— REQUIRED ACTIONS —
1) In the forum thread about Rumor, explain why Amanda says Rumor looks like she has settled in very well.
2) Write what comes next in the forum thread about Rumor, picking up after its last post.

— PASSAGE —
- - -

AWWWWWWW! They look great!


----------



## ama0722 (Nov 28, 2006)

She looks like she has settled in very well and even found a favorite spot in the backyard!

Amanda


----------



## Lina (Apr 26, 2007)

She is beautiful! That's wonderful that she's settling in so well.


----------



## mintchip (Apr 19, 2007)

Lina said:


> She is beautiful! That's wonderful that she's settling in so well.


I agree!:whoo:


----------



## Kathy (Nov 9, 2006)

Oh Susan, I am so happy for you and Steve and Rumor's too. I love, love, love this story.


----------



## Julie (Feb 8, 2007)

She is so pretty laying in the shade! Looks like she is adjusting well. Congrats!


----------



## Tritia (Nov 17, 2007)

Can't wait to see even more pics. She's beautiful!


----------



## Posh's Mom (Dec 20, 2007)

Rumor is gorgeous, and unlike my mom's rescue "purebred" sheltie, she looks like a sheltie  Don't tell Mom I said that!

- - -

— EXCERPTED DATA —
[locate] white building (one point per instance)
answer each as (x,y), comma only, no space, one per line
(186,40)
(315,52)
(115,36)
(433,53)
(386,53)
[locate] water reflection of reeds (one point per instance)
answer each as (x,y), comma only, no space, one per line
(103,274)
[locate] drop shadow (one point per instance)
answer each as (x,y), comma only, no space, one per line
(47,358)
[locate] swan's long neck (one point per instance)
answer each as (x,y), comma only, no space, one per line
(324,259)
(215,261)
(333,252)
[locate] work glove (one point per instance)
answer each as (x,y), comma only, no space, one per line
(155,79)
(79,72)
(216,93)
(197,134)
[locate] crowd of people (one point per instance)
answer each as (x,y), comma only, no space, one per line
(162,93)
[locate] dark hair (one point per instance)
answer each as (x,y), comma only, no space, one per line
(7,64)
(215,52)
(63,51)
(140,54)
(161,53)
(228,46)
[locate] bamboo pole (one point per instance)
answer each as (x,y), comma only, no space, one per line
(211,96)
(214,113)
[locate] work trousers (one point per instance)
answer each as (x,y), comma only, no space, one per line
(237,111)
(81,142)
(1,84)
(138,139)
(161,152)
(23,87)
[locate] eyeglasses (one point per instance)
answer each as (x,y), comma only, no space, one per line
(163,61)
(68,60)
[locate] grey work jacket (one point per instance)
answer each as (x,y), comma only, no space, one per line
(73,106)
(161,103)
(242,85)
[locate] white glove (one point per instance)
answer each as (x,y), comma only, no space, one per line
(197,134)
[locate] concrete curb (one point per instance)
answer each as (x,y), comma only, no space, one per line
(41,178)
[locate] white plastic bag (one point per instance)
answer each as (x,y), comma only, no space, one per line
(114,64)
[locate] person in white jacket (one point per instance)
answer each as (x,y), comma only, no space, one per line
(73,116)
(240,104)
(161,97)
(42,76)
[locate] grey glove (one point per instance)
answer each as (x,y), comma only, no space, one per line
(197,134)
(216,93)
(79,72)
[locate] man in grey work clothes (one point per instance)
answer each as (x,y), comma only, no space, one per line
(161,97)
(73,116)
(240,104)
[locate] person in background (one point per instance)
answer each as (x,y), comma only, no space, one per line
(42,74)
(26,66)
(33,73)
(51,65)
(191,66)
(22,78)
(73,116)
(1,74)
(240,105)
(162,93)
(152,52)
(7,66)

- - -

— OUTPUTS FOR THE TASKS —
1) Amanda says Rumor has even found a favorite spot in the backyard.

2)
----------



## juliav (Nov 21, 2006)

Congratulations Susan,

Rumor is beautiful, how old is she?


----------



## MaddiesMom (Apr 1, 2007)

Rumor is gorgeous....what a sweet face. Congratulations again!


----------



## marjrc (Jan 13, 2007)

What a beautiful dog! It's great that the 3 are getting along. I imagine things must be quite a bit busier in your household, but I'll bet you wouldn't change a thing.


----------



## Sissygirl (Aug 8, 2007)

Susan,

Rumor is beautiful! Congratulations!!


----------



## Leslie (Feb 28, 2007)

Susan~ Rumor is beautiful! Her looks remind me so much of my Casey. So glad to read they're getting along so well.


----------



## JanB (Oct 26, 2007)

Susan, congratulations! I love Shelties and we seriously considered adding another after ours died last October at age 15. But we were afraid we'd compare too much. She was perfect 

Rumor is so pretty and I am so happy to hear she's doing so well. You have a big heart and she is a lucky girl to have you as her new Mom!


----------



## Jill in Mich (Feb 24, 2008)

Just catching up....Rumor is absolutely beautiful. Any more pictures?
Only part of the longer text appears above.